• PROBLEM REQUIREMENTS
Your task is to repeat all of the material exactly.

Dataset rows on where objects appear
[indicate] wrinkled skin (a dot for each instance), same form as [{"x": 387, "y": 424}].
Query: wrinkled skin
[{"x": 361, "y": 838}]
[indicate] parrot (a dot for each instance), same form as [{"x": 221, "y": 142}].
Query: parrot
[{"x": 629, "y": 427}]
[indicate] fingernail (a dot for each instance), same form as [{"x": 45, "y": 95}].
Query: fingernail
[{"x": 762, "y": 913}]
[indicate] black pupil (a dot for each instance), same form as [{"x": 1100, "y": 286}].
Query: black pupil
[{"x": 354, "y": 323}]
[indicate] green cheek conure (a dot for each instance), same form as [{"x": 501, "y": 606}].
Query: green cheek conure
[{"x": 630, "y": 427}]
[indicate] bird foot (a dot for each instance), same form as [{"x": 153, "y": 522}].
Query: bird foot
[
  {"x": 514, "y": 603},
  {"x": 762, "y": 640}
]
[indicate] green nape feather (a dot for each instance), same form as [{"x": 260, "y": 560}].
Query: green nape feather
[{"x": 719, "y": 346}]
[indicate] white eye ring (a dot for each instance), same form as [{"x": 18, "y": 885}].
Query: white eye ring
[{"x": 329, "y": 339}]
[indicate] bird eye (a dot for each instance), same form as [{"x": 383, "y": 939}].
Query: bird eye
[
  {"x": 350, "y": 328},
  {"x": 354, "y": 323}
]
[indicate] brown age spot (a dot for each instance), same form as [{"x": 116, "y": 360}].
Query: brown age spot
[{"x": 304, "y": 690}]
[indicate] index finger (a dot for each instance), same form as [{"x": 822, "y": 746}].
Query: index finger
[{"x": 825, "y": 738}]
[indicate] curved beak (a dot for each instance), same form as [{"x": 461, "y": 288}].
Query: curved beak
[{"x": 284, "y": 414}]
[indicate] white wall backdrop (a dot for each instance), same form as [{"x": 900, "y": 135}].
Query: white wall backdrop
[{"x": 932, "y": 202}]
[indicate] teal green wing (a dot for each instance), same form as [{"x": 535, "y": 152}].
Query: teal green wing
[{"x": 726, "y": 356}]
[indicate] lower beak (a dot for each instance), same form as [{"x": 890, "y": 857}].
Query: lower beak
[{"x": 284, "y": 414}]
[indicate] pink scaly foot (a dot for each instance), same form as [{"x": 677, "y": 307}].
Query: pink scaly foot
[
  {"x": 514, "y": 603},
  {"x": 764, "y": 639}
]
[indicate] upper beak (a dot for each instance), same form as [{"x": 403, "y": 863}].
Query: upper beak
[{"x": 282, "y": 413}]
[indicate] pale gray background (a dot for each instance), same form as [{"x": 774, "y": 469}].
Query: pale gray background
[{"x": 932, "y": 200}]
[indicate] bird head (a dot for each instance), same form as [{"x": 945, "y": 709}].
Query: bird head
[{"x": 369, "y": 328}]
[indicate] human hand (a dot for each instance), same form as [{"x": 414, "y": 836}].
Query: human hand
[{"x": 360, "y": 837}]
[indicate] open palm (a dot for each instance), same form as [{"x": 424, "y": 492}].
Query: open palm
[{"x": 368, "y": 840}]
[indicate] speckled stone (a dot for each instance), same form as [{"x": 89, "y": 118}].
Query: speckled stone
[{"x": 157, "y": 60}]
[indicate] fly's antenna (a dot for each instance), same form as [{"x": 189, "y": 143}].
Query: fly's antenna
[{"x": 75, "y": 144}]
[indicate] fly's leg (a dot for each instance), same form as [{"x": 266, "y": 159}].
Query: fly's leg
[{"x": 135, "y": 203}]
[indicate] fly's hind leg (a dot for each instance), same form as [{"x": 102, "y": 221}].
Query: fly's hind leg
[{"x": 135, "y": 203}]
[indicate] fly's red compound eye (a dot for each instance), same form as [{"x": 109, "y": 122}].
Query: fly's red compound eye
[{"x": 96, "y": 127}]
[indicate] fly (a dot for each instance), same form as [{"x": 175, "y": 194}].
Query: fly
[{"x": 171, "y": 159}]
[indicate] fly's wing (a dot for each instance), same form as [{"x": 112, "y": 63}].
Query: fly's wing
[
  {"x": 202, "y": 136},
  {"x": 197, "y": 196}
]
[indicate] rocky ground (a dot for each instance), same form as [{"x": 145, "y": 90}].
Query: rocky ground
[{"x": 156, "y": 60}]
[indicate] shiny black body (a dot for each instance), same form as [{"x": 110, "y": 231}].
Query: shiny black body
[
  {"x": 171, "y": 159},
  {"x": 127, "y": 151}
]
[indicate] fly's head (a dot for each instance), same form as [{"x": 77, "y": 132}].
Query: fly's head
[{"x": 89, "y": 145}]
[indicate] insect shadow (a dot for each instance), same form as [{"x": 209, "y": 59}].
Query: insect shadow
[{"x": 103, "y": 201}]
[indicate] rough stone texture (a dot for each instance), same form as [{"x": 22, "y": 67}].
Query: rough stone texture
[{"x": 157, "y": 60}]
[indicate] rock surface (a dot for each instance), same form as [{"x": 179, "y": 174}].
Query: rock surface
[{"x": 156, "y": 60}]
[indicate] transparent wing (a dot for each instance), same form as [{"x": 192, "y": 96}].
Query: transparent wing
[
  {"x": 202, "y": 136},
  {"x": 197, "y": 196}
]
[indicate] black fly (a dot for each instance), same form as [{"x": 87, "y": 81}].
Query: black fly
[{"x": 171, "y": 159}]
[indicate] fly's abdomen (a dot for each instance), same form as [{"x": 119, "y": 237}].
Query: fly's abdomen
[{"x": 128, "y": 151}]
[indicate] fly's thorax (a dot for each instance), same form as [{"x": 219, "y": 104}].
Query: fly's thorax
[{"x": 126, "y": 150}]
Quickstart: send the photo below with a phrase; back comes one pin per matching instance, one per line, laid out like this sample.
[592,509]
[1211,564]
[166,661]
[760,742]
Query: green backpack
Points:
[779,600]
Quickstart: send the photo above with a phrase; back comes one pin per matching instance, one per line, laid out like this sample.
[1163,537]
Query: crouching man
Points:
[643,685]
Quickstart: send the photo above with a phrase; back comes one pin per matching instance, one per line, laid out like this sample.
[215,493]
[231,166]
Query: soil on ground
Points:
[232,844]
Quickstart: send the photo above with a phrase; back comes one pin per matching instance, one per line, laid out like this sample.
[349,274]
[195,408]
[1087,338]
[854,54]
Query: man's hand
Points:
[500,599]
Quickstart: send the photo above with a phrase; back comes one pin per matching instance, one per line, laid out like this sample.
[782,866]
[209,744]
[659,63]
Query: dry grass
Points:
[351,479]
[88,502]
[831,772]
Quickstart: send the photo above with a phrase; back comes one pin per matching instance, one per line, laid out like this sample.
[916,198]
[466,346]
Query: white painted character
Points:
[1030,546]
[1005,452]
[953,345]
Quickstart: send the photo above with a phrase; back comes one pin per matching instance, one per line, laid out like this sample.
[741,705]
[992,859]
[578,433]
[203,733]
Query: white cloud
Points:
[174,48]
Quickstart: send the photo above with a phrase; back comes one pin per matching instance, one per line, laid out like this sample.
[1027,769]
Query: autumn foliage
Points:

• THE RESPONSE
[indicate] wrinkled skin (a dot for each instance), same form as [{"x": 387, "y": 424}].
Query: wrinkled skin
[{"x": 361, "y": 838}]
[indicate] parrot (a dot for each instance), same form as [{"x": 221, "y": 142}].
Query: parrot
[{"x": 629, "y": 427}]
[indicate] fingernail (a dot for each instance), same form as [{"x": 45, "y": 95}].
Query: fingernail
[{"x": 762, "y": 913}]
[indicate] black pupil (a dot for each instance), same form as [{"x": 1100, "y": 286}].
Query: black pupil
[{"x": 354, "y": 323}]
[indicate] green cheek conure (a dot for each instance), same form as [{"x": 501, "y": 606}].
Query: green cheek conure
[{"x": 630, "y": 427}]
[indicate] bird foot (a dot for each instance), same form as [{"x": 153, "y": 522}].
Query: bird foot
[
  {"x": 514, "y": 603},
  {"x": 762, "y": 640}
]
[indicate] green nape feather (a dot for each instance), same form as [{"x": 260, "y": 560}].
Query: green nape feather
[{"x": 719, "y": 346}]
[indicate] white eye ring (a dot for each instance), same form as [{"x": 18, "y": 885}].
Query: white eye ring
[{"x": 329, "y": 339}]
[indicate] bird eye (a dot for each instance), same form as [{"x": 383, "y": 939}].
Query: bird eye
[
  {"x": 350, "y": 328},
  {"x": 354, "y": 323}
]
[indicate] brown age spot (a dot for each instance), same form as [{"x": 116, "y": 360}].
Query: brown age spot
[{"x": 304, "y": 690}]
[indicate] index finger (a dot for each instance), same form as [{"x": 822, "y": 746}].
Query: index finger
[{"x": 825, "y": 738}]
[indicate] curved beak (a dot for each instance), same form as [{"x": 461, "y": 288}].
Query: curved beak
[{"x": 284, "y": 414}]
[indicate] white wall backdrop (a dot for each instance), same form as [{"x": 900, "y": 135}].
Query: white wall backdrop
[{"x": 932, "y": 202}]
[indicate] teal green wing (a dot for each instance), same form as [{"x": 535, "y": 152}].
Query: teal green wing
[{"x": 726, "y": 356}]
[indicate] lower beak (a dot for each instance), same form as [{"x": 890, "y": 857}].
Query: lower beak
[{"x": 284, "y": 414}]
[indicate] pink scaly foot (a dot for each instance), same form as [{"x": 677, "y": 307}].
Query: pink scaly foot
[
  {"x": 514, "y": 603},
  {"x": 764, "y": 639}
]
[indicate] upper beak (a dot for each instance), same form as [{"x": 403, "y": 863}].
Query: upper beak
[{"x": 282, "y": 413}]
[indicate] pale gray background (a dot for each instance), same form as [{"x": 774, "y": 469}].
Query: pale gray background
[{"x": 932, "y": 200}]
[indicate] bird head (a dot for each instance), same form as [{"x": 945, "y": 709}].
Query: bird head
[{"x": 369, "y": 328}]
[indicate] human hand (a dot for each instance), same form as [{"x": 414, "y": 836}].
Query: human hand
[{"x": 360, "y": 837}]
[indicate] open palm (a dot for each instance), same form as [{"x": 424, "y": 492}].
Query: open palm
[{"x": 368, "y": 840}]
[indicate] speckled stone (a dot for each instance), same form as [{"x": 89, "y": 118}].
Query: speckled stone
[{"x": 157, "y": 60}]
[indicate] fly's antenna (a dot for each instance), same form as [{"x": 189, "y": 143}].
Query: fly's antenna
[{"x": 75, "y": 144}]
[indicate] fly's leg (a dot for each instance), same form as [{"x": 266, "y": 159}].
Query: fly's leg
[{"x": 135, "y": 203}]
[indicate] fly's hind leg (a dot for each instance), same form as [{"x": 102, "y": 221}].
Query: fly's hind leg
[{"x": 135, "y": 203}]
[indicate] fly's red compound eye (a dot for each instance), same form as [{"x": 109, "y": 122}].
Query: fly's red compound eye
[{"x": 96, "y": 127}]
[indicate] fly (a dot for each instance), same form as [{"x": 175, "y": 194}].
Query: fly
[{"x": 171, "y": 159}]
[indicate] fly's wing (a dot for each instance), same form as [{"x": 112, "y": 63}].
Query: fly's wing
[
  {"x": 202, "y": 136},
  {"x": 197, "y": 196}
]
[indicate] rocky ground (a dot for each instance), same form as [{"x": 145, "y": 90}].
Query: rocky ground
[{"x": 156, "y": 60}]
[indicate] shiny black body (a dot for each instance), same form as [{"x": 110, "y": 231}].
Query: shiny black body
[
  {"x": 171, "y": 159},
  {"x": 127, "y": 151}
]
[indicate] fly's head (a dot for each instance), same form as [{"x": 77, "y": 132}].
Query: fly's head
[{"x": 89, "y": 145}]
[indicate] insect shadow (a dot for each instance), same form as [{"x": 209, "y": 59}].
Query: insect shadow
[{"x": 103, "y": 201}]
[indicate] rough stone texture (a dot for each instance), same form as [{"x": 22, "y": 67}].
Query: rough stone texture
[{"x": 157, "y": 60}]
[indicate] rock surface (a dot for each instance), same form as [{"x": 179, "y": 174}].
Query: rock surface
[{"x": 156, "y": 60}]
[indicate] transparent wing (a dot for each instance), same form as [{"x": 192, "y": 96}].
Query: transparent wing
[
  {"x": 202, "y": 136},
  {"x": 197, "y": 196}
]
[indicate] black fly (a dot for each instance), same form as [{"x": 87, "y": 81}].
Query: black fly
[{"x": 171, "y": 159}]
[indicate] fly's abdomen (a dot for each instance), same form as [{"x": 119, "y": 237}].
Query: fly's abdomen
[{"x": 128, "y": 151}]
[indicate] fly's thorax (a dot for each instance), same form as [{"x": 219, "y": 104}].
Query: fly's thorax
[{"x": 126, "y": 150}]
Quickstart: send the photo below with a phrase; back comes one pin per matching instance, one per line, laid out like this sample.
[592,509]
[1211,564]
[166,661]
[760,742]
Query: green backpack
Points:
[779,600]
Quickstart: send the photo above with a phrase; back comes one pin per matching instance, one per line, laid out like this sample.
[1163,537]
Query: crouching man
Points:
[643,685]
Quickstart: send the photo above with a phrase; back comes one pin per matching instance, one per line, laid out like this sample.
[215,493]
[231,166]
Query: soil on ground
Points:
[232,844]
Quickstart: send the photo above with a phrase; back comes one pin per matching instance, one per line, laid out like this sample.
[349,274]
[195,408]
[1087,338]
[854,54]
Query: man's hand
Points:
[500,599]
Quickstart: send the photo above with a phrase; back comes one pin per matching instance, one per line, laid out like this sample.
[782,866]
[209,744]
[659,63]
Query: dry grass
Points:
[351,479]
[88,502]
[831,772]
Quickstart: send the photo above with a phrase; back comes one pin per matching instance, one per line, laid out like this sample.
[916,198]
[466,346]
Query: white painted character
Points:
[1030,546]
[1005,452]
[953,345]
Quickstart: send the photo above with a phrase; back comes one pin per matching instance, one per line, laid out like this sample.
[741,705]
[992,859]
[578,433]
[203,733]
Query: white cloud
Points:
[174,48]
Quickstart: send the photo above with a phrase; back comes one pin per matching instance, one per line, laid out like this sample.
[1027,769]
Query: autumn foliage
Points:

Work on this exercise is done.